--- START ---
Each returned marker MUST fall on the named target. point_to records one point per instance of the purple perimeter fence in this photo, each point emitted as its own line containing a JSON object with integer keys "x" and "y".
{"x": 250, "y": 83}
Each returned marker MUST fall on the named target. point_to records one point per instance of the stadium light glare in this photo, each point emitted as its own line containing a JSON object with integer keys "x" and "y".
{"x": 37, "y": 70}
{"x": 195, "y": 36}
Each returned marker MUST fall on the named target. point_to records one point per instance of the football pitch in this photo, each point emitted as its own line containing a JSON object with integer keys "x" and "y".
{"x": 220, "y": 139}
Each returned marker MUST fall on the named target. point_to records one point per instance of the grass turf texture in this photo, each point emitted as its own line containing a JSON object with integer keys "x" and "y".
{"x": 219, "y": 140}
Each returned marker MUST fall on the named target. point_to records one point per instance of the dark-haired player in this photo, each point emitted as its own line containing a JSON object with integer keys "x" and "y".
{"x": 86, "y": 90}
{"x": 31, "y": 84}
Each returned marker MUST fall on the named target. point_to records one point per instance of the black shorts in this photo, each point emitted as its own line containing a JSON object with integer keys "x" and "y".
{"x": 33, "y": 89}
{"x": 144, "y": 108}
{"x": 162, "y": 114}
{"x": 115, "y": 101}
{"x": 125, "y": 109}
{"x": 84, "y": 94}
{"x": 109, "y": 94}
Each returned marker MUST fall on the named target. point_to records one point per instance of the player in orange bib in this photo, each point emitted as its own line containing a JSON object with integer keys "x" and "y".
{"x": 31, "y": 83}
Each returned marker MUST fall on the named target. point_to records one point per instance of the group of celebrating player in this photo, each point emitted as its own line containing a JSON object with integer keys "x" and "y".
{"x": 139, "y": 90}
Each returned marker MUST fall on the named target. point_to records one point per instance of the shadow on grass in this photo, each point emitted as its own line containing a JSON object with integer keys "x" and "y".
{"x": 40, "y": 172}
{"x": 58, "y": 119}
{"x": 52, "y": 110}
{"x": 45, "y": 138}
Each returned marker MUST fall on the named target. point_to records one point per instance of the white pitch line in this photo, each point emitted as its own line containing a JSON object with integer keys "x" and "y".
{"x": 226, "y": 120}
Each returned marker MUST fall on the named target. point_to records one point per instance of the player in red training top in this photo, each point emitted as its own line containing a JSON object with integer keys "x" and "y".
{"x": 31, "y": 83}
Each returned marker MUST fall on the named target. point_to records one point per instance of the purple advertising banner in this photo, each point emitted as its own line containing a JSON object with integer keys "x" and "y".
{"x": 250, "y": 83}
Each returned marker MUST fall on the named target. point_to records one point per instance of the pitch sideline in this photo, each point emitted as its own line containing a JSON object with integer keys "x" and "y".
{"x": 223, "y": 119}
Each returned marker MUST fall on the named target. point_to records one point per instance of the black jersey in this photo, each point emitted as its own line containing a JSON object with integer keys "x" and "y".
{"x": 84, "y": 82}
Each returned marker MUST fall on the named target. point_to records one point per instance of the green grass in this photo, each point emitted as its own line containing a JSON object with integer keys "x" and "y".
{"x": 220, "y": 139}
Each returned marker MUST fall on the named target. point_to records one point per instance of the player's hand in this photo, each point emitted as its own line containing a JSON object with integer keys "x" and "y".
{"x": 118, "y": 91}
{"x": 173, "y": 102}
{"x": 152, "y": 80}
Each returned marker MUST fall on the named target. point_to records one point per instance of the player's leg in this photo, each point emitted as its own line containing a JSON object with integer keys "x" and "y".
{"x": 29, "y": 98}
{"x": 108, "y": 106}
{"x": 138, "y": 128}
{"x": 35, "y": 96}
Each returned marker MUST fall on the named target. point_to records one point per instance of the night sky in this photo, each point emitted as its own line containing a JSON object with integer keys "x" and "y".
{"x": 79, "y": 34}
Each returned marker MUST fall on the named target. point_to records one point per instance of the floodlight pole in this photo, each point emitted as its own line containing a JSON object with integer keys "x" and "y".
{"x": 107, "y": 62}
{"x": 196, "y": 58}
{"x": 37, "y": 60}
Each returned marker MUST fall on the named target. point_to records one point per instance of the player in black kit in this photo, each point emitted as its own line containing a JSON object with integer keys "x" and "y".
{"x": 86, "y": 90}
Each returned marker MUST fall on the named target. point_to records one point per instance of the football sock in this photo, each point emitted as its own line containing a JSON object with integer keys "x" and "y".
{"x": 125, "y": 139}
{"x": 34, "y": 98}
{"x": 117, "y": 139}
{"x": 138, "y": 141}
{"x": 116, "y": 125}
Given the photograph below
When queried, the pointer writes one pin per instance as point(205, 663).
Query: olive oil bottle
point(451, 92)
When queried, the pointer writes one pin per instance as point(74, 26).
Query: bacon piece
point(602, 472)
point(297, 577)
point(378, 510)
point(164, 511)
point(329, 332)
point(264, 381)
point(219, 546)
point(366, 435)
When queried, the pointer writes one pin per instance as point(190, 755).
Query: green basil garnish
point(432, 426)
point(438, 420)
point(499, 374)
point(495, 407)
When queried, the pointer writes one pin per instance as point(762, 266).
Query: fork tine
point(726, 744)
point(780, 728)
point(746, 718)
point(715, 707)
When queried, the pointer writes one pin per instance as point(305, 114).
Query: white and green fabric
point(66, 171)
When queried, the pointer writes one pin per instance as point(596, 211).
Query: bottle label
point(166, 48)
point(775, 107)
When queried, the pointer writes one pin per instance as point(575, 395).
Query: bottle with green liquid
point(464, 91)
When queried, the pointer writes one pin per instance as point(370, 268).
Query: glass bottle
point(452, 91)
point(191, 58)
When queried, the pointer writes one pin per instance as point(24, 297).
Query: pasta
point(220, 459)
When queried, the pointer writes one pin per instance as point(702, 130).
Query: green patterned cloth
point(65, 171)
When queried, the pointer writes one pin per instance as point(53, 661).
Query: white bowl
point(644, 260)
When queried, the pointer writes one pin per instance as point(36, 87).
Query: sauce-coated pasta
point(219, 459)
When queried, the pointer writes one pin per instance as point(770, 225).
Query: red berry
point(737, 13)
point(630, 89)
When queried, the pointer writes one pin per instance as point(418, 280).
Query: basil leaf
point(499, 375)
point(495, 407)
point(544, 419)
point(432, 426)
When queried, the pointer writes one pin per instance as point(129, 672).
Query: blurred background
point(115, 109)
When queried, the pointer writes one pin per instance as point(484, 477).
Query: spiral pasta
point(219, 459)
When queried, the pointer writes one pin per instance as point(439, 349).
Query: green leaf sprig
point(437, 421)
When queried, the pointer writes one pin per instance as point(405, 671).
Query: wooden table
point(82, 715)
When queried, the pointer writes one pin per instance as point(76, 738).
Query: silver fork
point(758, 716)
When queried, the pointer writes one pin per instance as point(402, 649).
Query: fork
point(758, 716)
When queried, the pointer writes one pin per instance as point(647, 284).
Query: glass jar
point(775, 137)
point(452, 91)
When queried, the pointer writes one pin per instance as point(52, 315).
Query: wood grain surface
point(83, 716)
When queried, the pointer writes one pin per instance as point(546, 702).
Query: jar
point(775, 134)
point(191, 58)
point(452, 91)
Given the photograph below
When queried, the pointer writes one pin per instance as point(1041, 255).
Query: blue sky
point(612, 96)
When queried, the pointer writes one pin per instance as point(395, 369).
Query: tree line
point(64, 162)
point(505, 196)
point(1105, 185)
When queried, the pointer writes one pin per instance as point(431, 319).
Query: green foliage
--- END ---
**AIM OF THE TASK**
Give back exactly the lines from the line containing "as point(439, 349)." to the end of the entries, and no other lines.

**SOLUTION FOR THIS PROBLEM**
When queried, the pointer writes one pin per instance as point(439, 349).
Query: green leaf sprig
point(437, 421)
When queried, the pointer writes one pin per instance as point(405, 671).
Query: wooden table
point(82, 715)
When queried, the pointer writes one pin per instance as point(76, 738).
Query: silver fork
point(758, 716)
When queried, the pointer writes one pin per instance as point(402, 649).
Query: fork
point(758, 716)
When queried, the pointer writes one pin per instance as point(647, 284).
Query: glass jar
point(775, 137)
point(452, 91)
When queried, the pointer writes one pin per instance as point(52, 315).
Query: wood grain surface
point(83, 716)
When queried, the pointer writes one pin per instance as point(546, 702).
Query: jar
point(775, 134)
point(191, 58)
point(452, 91)
Given the photograph below
When queried, the pointer writes one pin per instance as point(1041, 255).
Query: blue sky
point(612, 96)
When queried, the pointer writes one pin per instance as point(395, 369).
Query: tree line
point(64, 162)
point(505, 196)
point(1105, 185)
When queried, the pointer writes one pin per instance as point(431, 319).
Query: green foliage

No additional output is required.